## The request
Will you transcribe the entries that follow, exactly and in full?

(Items listed in a dataset)
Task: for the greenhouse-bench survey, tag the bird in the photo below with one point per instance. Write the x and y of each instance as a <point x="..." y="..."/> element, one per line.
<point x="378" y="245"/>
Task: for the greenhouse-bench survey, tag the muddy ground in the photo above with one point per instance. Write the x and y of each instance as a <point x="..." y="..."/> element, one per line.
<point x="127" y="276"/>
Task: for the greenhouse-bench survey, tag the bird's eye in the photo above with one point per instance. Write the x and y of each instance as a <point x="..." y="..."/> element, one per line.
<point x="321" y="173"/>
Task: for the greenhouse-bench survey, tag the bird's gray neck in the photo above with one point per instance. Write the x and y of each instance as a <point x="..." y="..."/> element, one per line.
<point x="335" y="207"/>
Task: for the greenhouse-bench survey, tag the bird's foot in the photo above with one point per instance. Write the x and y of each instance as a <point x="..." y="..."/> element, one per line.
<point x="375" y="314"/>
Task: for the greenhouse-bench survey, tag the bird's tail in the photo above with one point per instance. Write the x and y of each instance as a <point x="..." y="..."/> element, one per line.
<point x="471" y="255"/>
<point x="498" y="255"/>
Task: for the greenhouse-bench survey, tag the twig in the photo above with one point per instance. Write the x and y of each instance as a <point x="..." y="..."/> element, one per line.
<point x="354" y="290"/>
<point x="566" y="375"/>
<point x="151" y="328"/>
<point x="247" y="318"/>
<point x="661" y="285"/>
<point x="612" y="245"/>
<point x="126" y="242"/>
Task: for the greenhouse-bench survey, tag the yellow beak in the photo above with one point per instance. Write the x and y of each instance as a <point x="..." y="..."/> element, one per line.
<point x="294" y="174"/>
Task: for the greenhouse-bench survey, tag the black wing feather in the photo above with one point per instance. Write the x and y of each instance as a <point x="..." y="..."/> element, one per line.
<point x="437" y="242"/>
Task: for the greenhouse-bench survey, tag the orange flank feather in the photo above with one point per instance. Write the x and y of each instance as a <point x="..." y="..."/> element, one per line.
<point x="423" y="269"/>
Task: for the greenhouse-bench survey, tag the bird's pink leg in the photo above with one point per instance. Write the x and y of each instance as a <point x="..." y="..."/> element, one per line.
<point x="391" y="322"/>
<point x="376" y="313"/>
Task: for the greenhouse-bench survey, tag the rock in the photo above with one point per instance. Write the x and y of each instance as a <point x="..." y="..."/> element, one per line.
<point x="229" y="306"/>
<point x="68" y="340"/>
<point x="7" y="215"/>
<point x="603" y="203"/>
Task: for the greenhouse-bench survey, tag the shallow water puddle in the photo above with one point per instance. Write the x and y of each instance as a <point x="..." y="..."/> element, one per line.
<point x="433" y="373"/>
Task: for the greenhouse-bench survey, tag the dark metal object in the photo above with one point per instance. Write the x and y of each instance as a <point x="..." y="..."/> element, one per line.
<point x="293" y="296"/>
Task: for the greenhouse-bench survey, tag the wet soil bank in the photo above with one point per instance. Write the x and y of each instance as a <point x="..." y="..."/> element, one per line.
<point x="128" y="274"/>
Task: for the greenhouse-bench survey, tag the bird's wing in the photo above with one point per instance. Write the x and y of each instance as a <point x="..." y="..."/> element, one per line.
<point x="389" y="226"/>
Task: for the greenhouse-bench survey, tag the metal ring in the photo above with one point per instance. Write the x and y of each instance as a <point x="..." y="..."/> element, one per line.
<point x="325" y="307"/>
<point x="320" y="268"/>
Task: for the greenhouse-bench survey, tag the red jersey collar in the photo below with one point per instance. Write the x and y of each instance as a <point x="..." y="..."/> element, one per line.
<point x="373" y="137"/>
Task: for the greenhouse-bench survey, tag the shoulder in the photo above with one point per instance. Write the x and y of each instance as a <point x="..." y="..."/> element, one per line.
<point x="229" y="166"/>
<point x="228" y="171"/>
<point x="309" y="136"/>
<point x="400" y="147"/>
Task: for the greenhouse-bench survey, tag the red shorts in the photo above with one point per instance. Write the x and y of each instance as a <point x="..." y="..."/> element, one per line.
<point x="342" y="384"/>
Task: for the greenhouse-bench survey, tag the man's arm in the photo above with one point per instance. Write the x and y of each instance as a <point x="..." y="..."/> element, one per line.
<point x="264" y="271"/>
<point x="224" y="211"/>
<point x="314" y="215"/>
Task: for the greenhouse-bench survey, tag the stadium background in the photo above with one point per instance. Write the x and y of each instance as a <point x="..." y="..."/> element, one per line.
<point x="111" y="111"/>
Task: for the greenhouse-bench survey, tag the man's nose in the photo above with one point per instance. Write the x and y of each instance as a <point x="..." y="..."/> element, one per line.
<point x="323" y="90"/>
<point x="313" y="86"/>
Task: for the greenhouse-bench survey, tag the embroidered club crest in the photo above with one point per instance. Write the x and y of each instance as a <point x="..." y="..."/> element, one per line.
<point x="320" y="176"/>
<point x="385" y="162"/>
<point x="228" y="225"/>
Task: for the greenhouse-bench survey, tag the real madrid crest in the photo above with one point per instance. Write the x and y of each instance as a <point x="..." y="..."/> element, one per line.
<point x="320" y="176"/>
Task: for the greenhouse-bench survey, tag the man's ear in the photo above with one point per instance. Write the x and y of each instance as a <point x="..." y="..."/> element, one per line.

## Task response
Task: for the greenhouse-bench survey, tag the bird in the photo below with one point per instance. Write the x and y of each instance as a <point x="..." y="..."/> element, one per line.
<point x="378" y="245"/>
Task: for the greenhouse-bench survey, tag the muddy ground in the photo above with one point per instance. Write the x and y of each instance as a <point x="..." y="..."/> element, one per line.
<point x="127" y="276"/>
Task: for the greenhouse-bench survey, tag the bird's eye in the photo above with one point per instance. Write the x and y of each instance as a <point x="..." y="..."/> element, one per line.
<point x="321" y="173"/>
Task: for the greenhouse-bench survey, tag the bird's gray neck in the photo above with one point per instance. Write the x and y of each instance as a <point x="..." y="..."/> element, one per line.
<point x="335" y="207"/>
Task: for the greenhouse-bench survey, tag the bird's foot in the photo above with one point per instance. Write the x and y of each instance as a <point x="..." y="..."/> element, one per line.
<point x="375" y="314"/>
Task: for the greenhouse-bench survey, tag the bird's tail in the photo above with one point per instance. Write the x and y of each instance as a <point x="..." y="..."/> element, one per line.
<point x="471" y="255"/>
<point x="498" y="255"/>
Task: for the greenhouse-bench survey, tag the twig in the photo above with one point per instance. Write the x and y of each instance as a <point x="..." y="..."/> element, one per line.
<point x="354" y="290"/>
<point x="566" y="375"/>
<point x="151" y="328"/>
<point x="247" y="318"/>
<point x="661" y="285"/>
<point x="612" y="245"/>
<point x="126" y="242"/>
Task: for the greenhouse-bench survey, tag the yellow beak in the photo above with one point per instance. Write the x and y of each instance as a <point x="..." y="..."/> element, one per line.
<point x="294" y="174"/>
Task: for the greenhouse-bench survey, tag the black wing feather in the photo above with one point per instance. Write the x and y of each instance as a <point x="..." y="..."/> element, one per line.
<point x="437" y="242"/>
Task: for the greenhouse-bench survey, tag the orange flank feather in the photo above with one point per instance. Write the x and y of each instance as a <point x="..." y="..."/> element, one per line.
<point x="423" y="269"/>
Task: for the greenhouse-bench survey, tag the bird's pink leg in the photo above with one point per instance. Write the x and y of each instance as a <point x="..." y="..."/> element, one per line.
<point x="391" y="322"/>
<point x="376" y="313"/>
Task: for the greenhouse-bench survey, tag the rock in the photo above with one point per instance. Write the x and y of each instance as a <point x="..." y="..."/> element, one per line.
<point x="229" y="306"/>
<point x="68" y="340"/>
<point x="7" y="215"/>
<point x="603" y="203"/>
Task: for the greenhouse-bench survey, tag the shallow water puddle in the photo above with one point per instance. Write the x and y of each instance as a <point x="..." y="..."/> element, one per line.
<point x="433" y="373"/>
Task: for the greenhouse-bench survey, tag the dark metal object in the photo above with one point per instance. Write the x and y of each instance as a <point x="..." y="..."/> element, one per line.
<point x="293" y="296"/>
Task: for the greenhouse-bench survey, tag the wet soil bank in the photo above with one point per instance. Write the x and y of each instance as a <point x="..." y="..."/> element, one per line.
<point x="128" y="274"/>
Task: for the greenhouse-bench survey, tag the bird's wing in the photo above with one point per instance. Write the x and y of each instance as a <point x="..." y="..."/> element, one per line.
<point x="389" y="226"/>
Task: for the greenhouse-bench survey, tag the metal ring in the photo above with one point per instance. Write the x and y of each instance as a <point x="..." y="..."/> element, one per line.
<point x="325" y="307"/>
<point x="320" y="268"/>
Task: for the greenhouse-bench survey, tag the red jersey collar in the photo below with one point per instance. Write the x and y of each instance as a <point x="..." y="..."/> element, one per line.
<point x="373" y="137"/>
Task: for the greenhouse-bench survey, tag the shoulder in the photo above with one point per instance. Write the x and y of each instance as a <point x="..." y="..."/> element, one per line.
<point x="229" y="166"/>
<point x="228" y="171"/>
<point x="309" y="136"/>
<point x="400" y="147"/>
Task: for the greenhouse-bench survey, tag the red shorts in the photo above with one point per instance. Write the x and y of each instance as a <point x="..." y="..."/> element, one per line.
<point x="342" y="384"/>
Task: for the greenhouse-bench survey, tag the man's arm in the photo above with one point per instance. Write the x and y of each instance as a <point x="..." y="..."/> element, one per line.
<point x="264" y="271"/>
<point x="224" y="211"/>
<point x="314" y="215"/>
Task: for the greenhouse-bench survey, tag the stadium background in the photo above with one point per instance. Write the x and y of each instance as a <point x="..." y="..."/> element, one per line.
<point x="111" y="111"/>
Task: for the greenhouse-bench survey, tag the man's nose in the photo above with one point per instance. Write the x and y of each instance as a <point x="..." y="..."/> element, one per line.
<point x="323" y="90"/>
<point x="313" y="86"/>
Task: for the greenhouse-bench survey, tag the embroidered club crest in the photo above with one point per instance. Write the x and y of each instance as a <point x="..." y="..."/> element, one per line.
<point x="320" y="176"/>
<point x="385" y="162"/>
<point x="228" y="225"/>
Task: for the greenhouse-bench survey, tag the real madrid crest in the photo above with one point per instance. Write the x and y of each instance as a <point x="..." y="..."/> element, one per line.
<point x="320" y="176"/>
Task: for the greenhouse-bench survey, tag the man's ear in the photo above with one point per instance. Write the x and y of each instance as a <point x="..." y="..."/> element, one per line.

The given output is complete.